■ EXCERPTED PASSAGE:
[Start of section]

This distinction matters: identifying components is useful, but understanding how those components interact is where security insight actually comes from. A model that can list every service in your architecture but cannot reliably map which services communicate, where data flows, or which boundaries matter is fundamentally unable to support threat modeling or design review at scale.

The gap between "can describe a diagram" and "can model a system" becomes obvious once relationships enter the picture.

What causes AI models to fail at architecture diagram understanding?

This experiment highlights a fundamental difference in how AI systems reason about architecture.

General-purpose LLMs treat diagrams primarily as visual artifacts. They interpret, summarize, and compress what they see in a single pass. As complexity increases, they lose global consistency: entities blur together, long-range relationships drop out, and structural fidelity gives way to approximation.

This isn't a limitation of model intelligence, it's a structural constraint of the approach. Vision-language models are optimized to describe images, not to extract formal representations of systems. When you ask them to process a 150-node architecture diagram, they're doing visual interpretation at every step. There's no mechanism to maintain global consistency as local complexity increases.

Rather than processing a diagram in a single pass, Prime uses a multi-stage extraction pipeline that first builds a structured representation of components and containers, then separately resolves relationships and flows. This allows the system to maintain global consistency even as local complexity increases.

In short: most models are diagram readers. Prime is a system modeler.

Why accurate architecture understanding matters for threat modeling

This distinction matters because architecture understanding is not an academic exercise.

Teams increasingly need AI systems that can reason about architectures before code exists, across hundreds of concurrent initiatives, and without losing consistency as development velocity increases. If a system cannot preserve architectural structure beyond small diagrams, it cannot reliably support design-stage reasoning at scale.

[End of section]

[Recorded data]
[Start of section]

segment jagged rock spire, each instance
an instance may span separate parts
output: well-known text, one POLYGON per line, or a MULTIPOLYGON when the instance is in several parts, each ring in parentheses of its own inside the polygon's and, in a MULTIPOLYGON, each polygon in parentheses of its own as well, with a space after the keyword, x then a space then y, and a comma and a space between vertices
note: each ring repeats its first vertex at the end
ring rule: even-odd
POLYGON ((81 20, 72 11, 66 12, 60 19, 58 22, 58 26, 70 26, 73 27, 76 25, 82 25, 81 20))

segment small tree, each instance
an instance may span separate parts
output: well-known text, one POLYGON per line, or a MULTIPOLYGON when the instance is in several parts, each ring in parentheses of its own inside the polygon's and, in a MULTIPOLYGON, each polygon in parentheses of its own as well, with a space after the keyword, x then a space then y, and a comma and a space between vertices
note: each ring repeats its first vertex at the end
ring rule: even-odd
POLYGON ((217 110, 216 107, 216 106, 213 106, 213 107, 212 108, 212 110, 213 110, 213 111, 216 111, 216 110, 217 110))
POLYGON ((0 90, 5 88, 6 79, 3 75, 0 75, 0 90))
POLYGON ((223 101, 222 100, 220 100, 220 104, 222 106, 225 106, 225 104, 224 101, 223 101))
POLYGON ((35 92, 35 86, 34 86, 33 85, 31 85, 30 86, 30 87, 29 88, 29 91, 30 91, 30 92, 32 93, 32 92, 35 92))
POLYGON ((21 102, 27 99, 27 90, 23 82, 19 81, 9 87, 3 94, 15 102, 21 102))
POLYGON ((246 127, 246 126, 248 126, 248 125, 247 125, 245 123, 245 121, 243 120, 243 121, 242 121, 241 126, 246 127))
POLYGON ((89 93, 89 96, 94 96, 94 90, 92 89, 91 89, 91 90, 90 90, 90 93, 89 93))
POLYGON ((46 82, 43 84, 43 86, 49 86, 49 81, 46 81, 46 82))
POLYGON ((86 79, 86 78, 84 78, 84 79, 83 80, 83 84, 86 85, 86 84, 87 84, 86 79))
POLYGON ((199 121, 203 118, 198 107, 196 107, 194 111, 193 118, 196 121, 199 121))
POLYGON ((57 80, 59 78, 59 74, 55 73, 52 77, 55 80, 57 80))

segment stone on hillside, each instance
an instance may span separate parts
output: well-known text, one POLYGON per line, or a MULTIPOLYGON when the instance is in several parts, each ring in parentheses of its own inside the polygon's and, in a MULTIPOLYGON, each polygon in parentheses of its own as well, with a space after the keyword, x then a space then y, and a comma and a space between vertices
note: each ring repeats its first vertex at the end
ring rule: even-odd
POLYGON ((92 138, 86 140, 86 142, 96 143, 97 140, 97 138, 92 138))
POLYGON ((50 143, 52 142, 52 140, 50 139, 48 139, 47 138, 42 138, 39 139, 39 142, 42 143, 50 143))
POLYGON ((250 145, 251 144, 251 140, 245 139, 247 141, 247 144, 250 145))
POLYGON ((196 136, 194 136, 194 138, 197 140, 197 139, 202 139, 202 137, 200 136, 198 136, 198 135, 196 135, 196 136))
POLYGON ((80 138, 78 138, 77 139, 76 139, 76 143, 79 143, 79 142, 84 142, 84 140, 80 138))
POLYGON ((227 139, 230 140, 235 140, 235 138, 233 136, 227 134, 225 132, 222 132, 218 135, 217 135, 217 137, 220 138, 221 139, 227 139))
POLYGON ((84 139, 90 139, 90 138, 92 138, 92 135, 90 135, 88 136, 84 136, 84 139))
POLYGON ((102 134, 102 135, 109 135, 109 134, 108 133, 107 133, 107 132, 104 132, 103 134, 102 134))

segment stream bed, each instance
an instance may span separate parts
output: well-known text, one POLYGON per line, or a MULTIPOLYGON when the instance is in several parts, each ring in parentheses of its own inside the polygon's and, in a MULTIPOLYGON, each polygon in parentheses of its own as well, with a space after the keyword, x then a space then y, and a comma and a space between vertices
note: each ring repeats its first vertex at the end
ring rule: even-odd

[End of section]

■ WORK INSTRUCTION A:
The passage on AI and architecture diagrams names several ways general-purpose LLMs lose global consistency as complexity increases. List them all.
■ WORK INSTRUCTION B:
In the passage on AI and architecture diagrams, what does Prime's multi-stage extraction pipeline build first?
■ WORK INSTRUCTION C:
Summarize the passage on AI and architecture diagrams in two sentences.

■ WRITTEN ANSWER A:
- Entities blur together.
- Long-range relationships drop out.
- Structural fidelity gives way to approximation.

■ WRITTEN ANSWER B:
It first builds a structured representation of components and containers.

■ WRITTEN ANSWER C:
General-purpose LLMs treat architecture diagrams as visual artifacts processed in a single pass, so they lose global consistency as complexity grows and cannot reliably map how components interact. Prime instead uses a multi-stage pipeline that builds a structured representation of components before resolving relationships and flows, which matters because teams need consistent architectural reasoning at scale for design-stage work such as threat modeling.